EXCERPTED PASSAGE:
+++

[imagesource:wikimediacommons]
Beguiling: adjective, “charming or enchanting, often in a deceptive way”.
Yeah, that sounds about right.
Cape Town is like a siren on the rocks, catching sailors’ attention from afar with stunning mountainscapes, lush beaches, and delicious food smells, only to reveal the ugliness of load shedding, deep systematic racial segregation and inequality, devastating crime, and hardship.
Ag Jaaa, as Africa Melane, local radio personality and vice-chairman of the Cape Town Opera, says in the CNN article calling the Mother City “beguiling”; “I don’t think you’ll find very many ‘rainbow nation’ happy people in South Africa right now”.
That might be true, especially considering the newfound challenges with the cost of living crisis, but that doesn’t mean there isn’t ample opportunity for visitors and fortunate locals to still have a whale of a time in parts of the city.
Beginning with a quick dive into our long and sordid history, CNN notes Cape Town as “the embodiment of multicultural South Africa”, a result of the slave trade which brought people from Indonesia, Malaysia and Madagascar to its shores:
Locals of all backgrounds are on hand to talk up its incredible food and drink scenes and its access to some of the planet’s finest wild landscapes, without ever flinching from the important work of reminding newcomers just how this place came to be and the challenges it’s facing right now.
Lest we forget the atrocities of Apartheid, the travel writer lets Karen Dudley, the restauranteur who ran The Kitchen in Woodstock before the COVID-19 pandemic closed its doors, exhibit all the local delicacies of the Bo-Kaap – “arguably the apotheosis of modern Cape Town” – while explaining how her own family were once forcibly removed from the De Waterkant side as the area was declared a white’s only suburb.
Then the writer moves to the sea, letting Hanli Prinsloo, a champion free diver, showcase the “meditative calm” in the “world beneath the waves that crash into the city’s beaches”.
Noting how the city “derives so much of its identity from the water”, the writer goes on to explain how Cape Town is facing “serious environmental issues that plague this special habitat”, speaking about plastic pollution primarily.
While that is a real issue, the article misses the more poignant problem plaguing our seas at the moment, the sewerage leaks wreaking havoc at our best beaches.
Of course, there is also a neat segue into the Winelands, where Rose Jordaan, the owner of the Plaisir Wine Estate sees growing here as “a legacy project”.
Music also comes up as a major part of the Mother City’s identity, with the aforementioned Melane expressing how opera holds the country: “The operatic format of expression is centuries old. It’s ultimately telling a story. You’re just doing it in the most complicated, complex and wonderfully rewarding ways.”
“Cape Town aspires to be a city in line with the greats”, finishes Melane, comparing us to London and New York but differentiating how Cape Town is and always will be very much “rooted in African spirit, value and treatment”.
It just so happens to be quite beguiling.

+++

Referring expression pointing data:
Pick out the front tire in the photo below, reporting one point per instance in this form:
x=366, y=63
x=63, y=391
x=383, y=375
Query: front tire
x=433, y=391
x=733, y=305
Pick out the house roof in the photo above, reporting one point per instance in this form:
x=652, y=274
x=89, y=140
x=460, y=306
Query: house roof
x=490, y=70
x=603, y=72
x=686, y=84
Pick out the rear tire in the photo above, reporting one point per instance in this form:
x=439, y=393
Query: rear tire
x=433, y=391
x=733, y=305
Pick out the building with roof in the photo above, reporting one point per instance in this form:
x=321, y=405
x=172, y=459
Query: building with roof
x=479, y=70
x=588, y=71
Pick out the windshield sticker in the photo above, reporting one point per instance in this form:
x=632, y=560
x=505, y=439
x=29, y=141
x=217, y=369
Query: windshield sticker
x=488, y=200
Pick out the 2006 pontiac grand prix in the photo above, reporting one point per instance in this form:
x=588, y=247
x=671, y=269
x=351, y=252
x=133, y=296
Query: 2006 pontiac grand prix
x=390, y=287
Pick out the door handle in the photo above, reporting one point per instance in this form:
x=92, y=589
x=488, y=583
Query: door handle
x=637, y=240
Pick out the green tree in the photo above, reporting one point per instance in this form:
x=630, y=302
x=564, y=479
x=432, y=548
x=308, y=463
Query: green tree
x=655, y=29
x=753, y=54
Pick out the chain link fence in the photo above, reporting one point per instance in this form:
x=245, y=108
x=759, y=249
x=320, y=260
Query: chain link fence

+++

REQUIRED ACTIONS:
[1] Answer these questions using the Cape Town article:
(a) Which restaurant did Karen Dudley run in Woodstock?
(b) How is Hanli Prinsloo described?
(c) Which wine estate does Rose Jordaan own?
[2] Reproduce word for word the stretch of the Cape Town article from "[imagesource:wikimediacommons]" through "of the city.".
[3] Name every person the Cape Town article mentions by name.
Work only from the Cape Town article.

YOUR WRITTEN ANSWERS:
[1]
(a) The Kitchen
(b) As a champion free diver
(c) The Plaisir Wine Estate

[2]
[imagesource:wikimediacommons]
Beguiling: adjective, “charming or enchanting, often in a deceptive way”.
Yeah, that sounds about right.
Cape Town is like a siren on the rocks, catching sailors’ attention from afar with stunning mountainscapes, lush beaches, and delicious food smells, only to reveal the ugliness of load shedding, deep systematic racial segregation and inequality, devastating crime, and hardship.
Ag Jaaa, as Africa Melane, local radio personality and vice-chairman of the Cape Town Opera, says in the CNN article calling the Mother City “beguiling”; “I don’t think you’ll find very many ‘rainbow nation’ happy people in South Africa right now”.
That might be true, especially considering the newfound challenges with the cost of living crisis, but that doesn’t mean there isn’t ample opportunity for visitors and fortunate locals to still have a whale of a time in parts of the city.

[3]
Africa Melane
Karen Dudley
Hanli Prinsloo
Rose Jordaan